---------- Text segment ----------

If you're looking for love during this Presidential campaign season (or any time, as a matter of fact), there's a quick way to figure out whether that online profile incarnate is a genuinely compatible match: talk about politics. Oh, wait. That's one of the four topics -- alongside money, sex and religion -- Emily Post says young ladies must never, ever broach on a first date, right? Well sure, if you want to be a polite and all, don't mention the electoral college and super PACs. That said, personal experience has taught me that etiquette quickly curtsies and exits once you've found a keeper. And at the end of the night, isn't dating really just a search for someone who won't recoil at the sight of you polishing off a couple dozen chicken wings in bed while watching Girls?
Just as we're loathe to divulge secret habits, such as the embarrassing places we consume take- out, to prospective suitors, a 2011 study quaintly titled "Do bedroom eyes wear political glasses?" found that political views (not-so-surprisingly) aren't interests we readily advertise in the dating market. Out of the 2,944 online dating profiles the political scientists analyzed, only 14 percent acknowledged politics, with most blandly describing their stances as "middle of the road." Furthermore, people's red or blue leanings ranked fourth-from-last out of 27 dating profile interest categories, cozily sandwiched between video games and business networking.
Granted, a Pew Research Center survey published that same year also found an increasing number of Americans shying away from Republican or Democratic affiliations, so maybe that online dating data represented a broader distaste for all-things-Beltway. However, the survey also found that people's political ideologies were nevertheless entrenched in conservative or liberal values and platforms, which implies that many of those online daters probably weren't as "middle of the road" as they might've wished to appear in hopes of casting a wide dating net. Either way, we clearly seem to think politics and romance don't go together.

----------

:: Explore the material ::
A – In the article on dating and politics, what share of the 2,944 online dating profiles acknowledged politics?
B – Copy the stretch of the article on dating and politics from "Just as we're" through "and business networking.", swapping "video games" for "board games".

---------- Given information ----------

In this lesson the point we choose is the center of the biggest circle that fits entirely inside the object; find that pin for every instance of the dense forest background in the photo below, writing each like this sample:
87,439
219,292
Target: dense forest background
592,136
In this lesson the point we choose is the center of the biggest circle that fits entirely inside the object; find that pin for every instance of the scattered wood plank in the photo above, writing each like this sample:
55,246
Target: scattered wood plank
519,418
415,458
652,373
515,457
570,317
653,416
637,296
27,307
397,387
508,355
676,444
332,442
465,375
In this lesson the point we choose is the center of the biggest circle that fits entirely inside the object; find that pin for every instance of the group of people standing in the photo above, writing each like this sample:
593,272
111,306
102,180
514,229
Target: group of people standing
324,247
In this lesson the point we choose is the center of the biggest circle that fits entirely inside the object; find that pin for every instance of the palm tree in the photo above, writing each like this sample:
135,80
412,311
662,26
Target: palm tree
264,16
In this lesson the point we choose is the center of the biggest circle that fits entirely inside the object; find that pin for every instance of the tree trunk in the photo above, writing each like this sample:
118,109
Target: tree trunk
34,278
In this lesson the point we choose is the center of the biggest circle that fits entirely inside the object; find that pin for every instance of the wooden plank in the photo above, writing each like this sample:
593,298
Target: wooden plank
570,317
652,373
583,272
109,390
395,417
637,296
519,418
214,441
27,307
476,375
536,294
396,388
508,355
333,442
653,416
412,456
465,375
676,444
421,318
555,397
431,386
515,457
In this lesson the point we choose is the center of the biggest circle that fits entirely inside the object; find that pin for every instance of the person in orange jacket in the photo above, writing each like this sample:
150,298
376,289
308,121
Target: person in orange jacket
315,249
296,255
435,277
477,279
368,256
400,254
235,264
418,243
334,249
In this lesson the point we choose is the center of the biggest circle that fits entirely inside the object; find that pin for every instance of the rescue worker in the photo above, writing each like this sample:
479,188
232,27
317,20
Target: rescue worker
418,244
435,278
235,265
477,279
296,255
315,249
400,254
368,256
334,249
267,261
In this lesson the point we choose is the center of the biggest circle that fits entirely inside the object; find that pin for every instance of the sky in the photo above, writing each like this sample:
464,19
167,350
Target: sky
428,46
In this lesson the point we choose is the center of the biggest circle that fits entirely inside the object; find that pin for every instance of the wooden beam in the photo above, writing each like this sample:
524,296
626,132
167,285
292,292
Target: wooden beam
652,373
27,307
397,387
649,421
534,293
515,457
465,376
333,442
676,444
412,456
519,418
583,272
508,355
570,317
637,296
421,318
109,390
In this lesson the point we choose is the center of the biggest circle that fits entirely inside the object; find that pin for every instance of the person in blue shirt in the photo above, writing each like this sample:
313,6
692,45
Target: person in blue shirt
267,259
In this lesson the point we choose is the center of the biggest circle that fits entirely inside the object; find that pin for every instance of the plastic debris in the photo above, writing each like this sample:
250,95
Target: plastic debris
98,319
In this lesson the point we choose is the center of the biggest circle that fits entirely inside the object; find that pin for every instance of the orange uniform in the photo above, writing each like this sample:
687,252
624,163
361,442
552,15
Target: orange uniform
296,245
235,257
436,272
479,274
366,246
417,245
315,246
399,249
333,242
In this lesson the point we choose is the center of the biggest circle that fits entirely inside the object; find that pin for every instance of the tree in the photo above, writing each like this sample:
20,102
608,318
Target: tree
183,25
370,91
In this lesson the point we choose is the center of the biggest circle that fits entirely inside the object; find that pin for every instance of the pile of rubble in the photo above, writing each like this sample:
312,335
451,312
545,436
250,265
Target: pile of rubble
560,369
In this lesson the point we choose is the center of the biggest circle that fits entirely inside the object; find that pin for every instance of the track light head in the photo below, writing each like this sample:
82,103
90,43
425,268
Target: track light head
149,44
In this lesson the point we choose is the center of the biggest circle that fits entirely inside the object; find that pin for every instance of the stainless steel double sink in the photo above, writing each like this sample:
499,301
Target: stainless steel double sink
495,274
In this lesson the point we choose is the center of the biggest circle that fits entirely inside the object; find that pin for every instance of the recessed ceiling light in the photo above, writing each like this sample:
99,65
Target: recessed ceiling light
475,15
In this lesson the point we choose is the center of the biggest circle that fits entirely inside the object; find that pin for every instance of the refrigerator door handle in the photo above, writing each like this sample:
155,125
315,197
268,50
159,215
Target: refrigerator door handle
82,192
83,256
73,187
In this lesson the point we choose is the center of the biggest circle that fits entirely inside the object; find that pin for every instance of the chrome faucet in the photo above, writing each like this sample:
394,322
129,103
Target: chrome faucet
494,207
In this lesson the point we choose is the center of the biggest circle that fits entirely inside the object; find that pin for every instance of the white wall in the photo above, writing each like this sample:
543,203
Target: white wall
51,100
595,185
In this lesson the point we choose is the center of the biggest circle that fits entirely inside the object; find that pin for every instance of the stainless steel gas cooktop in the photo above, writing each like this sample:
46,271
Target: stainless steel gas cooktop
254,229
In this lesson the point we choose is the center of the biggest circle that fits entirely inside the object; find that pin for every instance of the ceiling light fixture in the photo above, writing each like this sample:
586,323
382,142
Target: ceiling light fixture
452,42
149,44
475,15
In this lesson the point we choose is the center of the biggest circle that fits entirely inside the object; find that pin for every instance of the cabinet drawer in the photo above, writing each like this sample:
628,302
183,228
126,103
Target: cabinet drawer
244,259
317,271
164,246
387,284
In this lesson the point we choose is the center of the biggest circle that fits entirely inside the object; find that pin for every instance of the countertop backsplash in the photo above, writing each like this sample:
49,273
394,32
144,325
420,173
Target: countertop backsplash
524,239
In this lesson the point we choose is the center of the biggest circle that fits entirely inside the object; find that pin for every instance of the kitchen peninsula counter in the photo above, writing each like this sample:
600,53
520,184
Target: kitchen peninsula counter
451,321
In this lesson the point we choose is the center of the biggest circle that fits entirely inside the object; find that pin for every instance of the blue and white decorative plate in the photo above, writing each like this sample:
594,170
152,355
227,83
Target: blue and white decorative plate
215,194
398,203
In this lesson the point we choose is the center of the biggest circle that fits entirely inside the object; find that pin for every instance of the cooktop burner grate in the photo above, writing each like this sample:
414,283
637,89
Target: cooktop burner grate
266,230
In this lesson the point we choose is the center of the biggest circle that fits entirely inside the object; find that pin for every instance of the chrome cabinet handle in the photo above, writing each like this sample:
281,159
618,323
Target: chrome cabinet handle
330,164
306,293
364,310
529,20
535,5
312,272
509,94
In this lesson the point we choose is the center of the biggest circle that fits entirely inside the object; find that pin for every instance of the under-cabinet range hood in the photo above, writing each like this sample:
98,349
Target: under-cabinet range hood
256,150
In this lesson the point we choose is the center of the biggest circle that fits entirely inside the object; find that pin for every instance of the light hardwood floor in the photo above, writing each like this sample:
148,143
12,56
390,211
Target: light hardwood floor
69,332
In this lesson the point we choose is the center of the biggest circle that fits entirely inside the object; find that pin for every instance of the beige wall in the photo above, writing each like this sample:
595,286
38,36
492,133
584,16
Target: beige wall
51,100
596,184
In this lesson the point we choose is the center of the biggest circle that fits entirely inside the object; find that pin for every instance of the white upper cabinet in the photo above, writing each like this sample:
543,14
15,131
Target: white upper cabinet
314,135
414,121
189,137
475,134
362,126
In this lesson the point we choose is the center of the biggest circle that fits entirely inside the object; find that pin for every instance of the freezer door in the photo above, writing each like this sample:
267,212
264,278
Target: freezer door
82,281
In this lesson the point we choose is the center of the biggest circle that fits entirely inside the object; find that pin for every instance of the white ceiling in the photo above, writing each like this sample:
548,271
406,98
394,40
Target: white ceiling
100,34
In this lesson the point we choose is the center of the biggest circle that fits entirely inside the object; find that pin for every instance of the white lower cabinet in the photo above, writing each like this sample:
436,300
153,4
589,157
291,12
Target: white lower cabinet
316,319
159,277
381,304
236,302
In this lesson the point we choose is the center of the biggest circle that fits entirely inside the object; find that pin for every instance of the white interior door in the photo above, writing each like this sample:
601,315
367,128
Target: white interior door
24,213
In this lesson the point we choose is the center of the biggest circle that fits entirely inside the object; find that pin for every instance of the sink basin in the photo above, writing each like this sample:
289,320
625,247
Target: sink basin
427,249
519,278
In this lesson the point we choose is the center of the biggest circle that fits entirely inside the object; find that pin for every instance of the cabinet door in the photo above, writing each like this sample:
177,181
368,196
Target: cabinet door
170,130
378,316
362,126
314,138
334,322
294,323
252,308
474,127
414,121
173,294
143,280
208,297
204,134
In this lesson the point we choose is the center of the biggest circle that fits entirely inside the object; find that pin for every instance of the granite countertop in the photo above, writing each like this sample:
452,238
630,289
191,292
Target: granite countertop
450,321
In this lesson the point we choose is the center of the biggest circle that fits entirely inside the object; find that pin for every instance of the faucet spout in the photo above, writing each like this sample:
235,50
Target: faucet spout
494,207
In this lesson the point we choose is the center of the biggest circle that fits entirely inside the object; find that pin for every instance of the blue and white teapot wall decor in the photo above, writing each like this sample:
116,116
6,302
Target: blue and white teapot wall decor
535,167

----------

:: Expected outputs ::
A – 14 percent

B –
Just as we're loathe to divulge secret habits, such as the embarrassing places we consume take- out, to prospective suitors, a 2011 study quaintly titled "Do bedroom eyes wear political glasses?" found that political views (not-so-surprisingly) aren't interests we readily advertise in the dating market. Out of the 2,944 online dating profiles the political scientists analyzed, only 14 percent acknowledged politics, with most blandly describing their stances as "middle of the road." Furthermore, people's red or blue leanings ranked fourth-from-last out of 27 dating profile interest categories, cozily sandwiched between board games and business networking.